Brief:
Rewrite every line of the material below as a JSON array of strings, one string per line, dropping any blank lines.
[Start of Dataset rows]
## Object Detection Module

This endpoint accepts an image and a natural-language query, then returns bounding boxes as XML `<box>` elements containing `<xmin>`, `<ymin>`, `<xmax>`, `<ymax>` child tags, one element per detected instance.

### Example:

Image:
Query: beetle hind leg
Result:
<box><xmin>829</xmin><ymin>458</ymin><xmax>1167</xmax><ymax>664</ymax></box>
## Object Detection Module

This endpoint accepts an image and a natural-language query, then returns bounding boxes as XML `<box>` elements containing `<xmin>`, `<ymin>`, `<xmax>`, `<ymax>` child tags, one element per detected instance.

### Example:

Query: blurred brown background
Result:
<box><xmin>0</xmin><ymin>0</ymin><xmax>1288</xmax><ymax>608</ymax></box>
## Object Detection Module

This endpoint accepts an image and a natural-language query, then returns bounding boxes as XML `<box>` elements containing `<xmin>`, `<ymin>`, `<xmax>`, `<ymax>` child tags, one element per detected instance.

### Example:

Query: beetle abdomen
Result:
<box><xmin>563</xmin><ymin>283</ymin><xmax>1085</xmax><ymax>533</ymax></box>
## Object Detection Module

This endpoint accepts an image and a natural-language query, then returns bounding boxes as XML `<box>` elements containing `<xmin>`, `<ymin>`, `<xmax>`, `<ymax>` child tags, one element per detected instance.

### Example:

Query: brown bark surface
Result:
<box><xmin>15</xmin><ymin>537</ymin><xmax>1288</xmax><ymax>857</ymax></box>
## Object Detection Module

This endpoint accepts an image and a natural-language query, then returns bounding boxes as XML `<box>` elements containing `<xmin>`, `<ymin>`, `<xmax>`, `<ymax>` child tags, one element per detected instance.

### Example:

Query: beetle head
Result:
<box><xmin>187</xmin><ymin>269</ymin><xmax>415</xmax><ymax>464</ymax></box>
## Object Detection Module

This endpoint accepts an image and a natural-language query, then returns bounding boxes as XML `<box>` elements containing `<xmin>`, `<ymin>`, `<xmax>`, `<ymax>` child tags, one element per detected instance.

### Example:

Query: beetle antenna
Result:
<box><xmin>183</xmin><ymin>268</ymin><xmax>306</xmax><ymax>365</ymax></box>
[End of Dataset rows]
Finished answer:
[
  "## Object Detection Module",
  "This endpoint accepts an image and a natural-language query, then returns bounding boxes as XML `<box>` elements containing `<xmin>`, `<ymin>`, `<xmax>`, `<ymax>` child tags, one element per detected instance.",
  "### Example:",
  "Image:",
  "Query: beetle hind leg",
  "Result:",
  "<box><xmin>829</xmin><ymin>458</ymin><xmax>1167</xmax><ymax>664</ymax></box>",
  "## Object Detection Module",
  "This endpoint accepts an image and a natural-language query, then returns bounding boxes as XML `<box>` elements containing `<xmin>`, `<ymin>`, `<xmax>`, `<ymax>` child tags, one element per detected instance.",
  "### Example:",
  "Query: blurred brown background",
  "Result:",
  "<box><xmin>0</xmin><ymin>0</ymin><xmax>1288</xmax><ymax>608</ymax></box>",
  "## Object Detection Module",
  "This endpoint accepts an image and a natural-language query, then returns bounding boxes as XML `<box>` elements containing `<xmin>`, `<ymin>`, `<xmax>`, `<ymax>` child tags, one element per detected instance.",
  "### Example:",
  "Query: beetle abdomen",
  "Result:",
  "<box><xmin>563</xmin><ymin>283</ymin><xmax>1085</xmax><ymax>533</ymax></box>",
  "## Object Detection Module",
  "This endpoint accepts an image and a natural-language query, then returns bounding boxes as XML `<box>` elements containing `<xmin>`, `<ymin>`, `<xmax>`, `<ymax>` child tags, one element per detected instance.",
  "### Example:",
  "Query: brown bark surface",
  "Result:",
  "<box><xmin>15</xmin><ymin>537</ymin><xmax>1288</xmax><ymax>857</ymax></box>",
  "## Object Detection Module",
  "This endpoint accepts an image and a natural-language query, then returns bounding boxes as XML `<box>` elements containing `<xmin>`, `<ymin>`, `<xmax>`, `<ymax>` child tags, one element per detected instance.",
  "### Example:",
  "Query: beetle head",
  "Result:",
  "<box><xmin>187</xmin><ymin>269</ymin><xmax>415</xmax><ymax>464</ymax></box>",
  "## Object Detection Module",
  "This endpoint accepts an image and a natural-language query, then returns bounding boxes as XML `<box>` elements containing `<xmin>`, `<ymin>`, `<xmax>`, `<ymax>` child tags, one element per detected instance.",
  "### Example:",
  "Query: beetle antenna",
  "Result:",
  "<box><xmin>183</xmin><ymin>268</ymin><xmax>306</xmax><ymax>365</ymax></box>"
]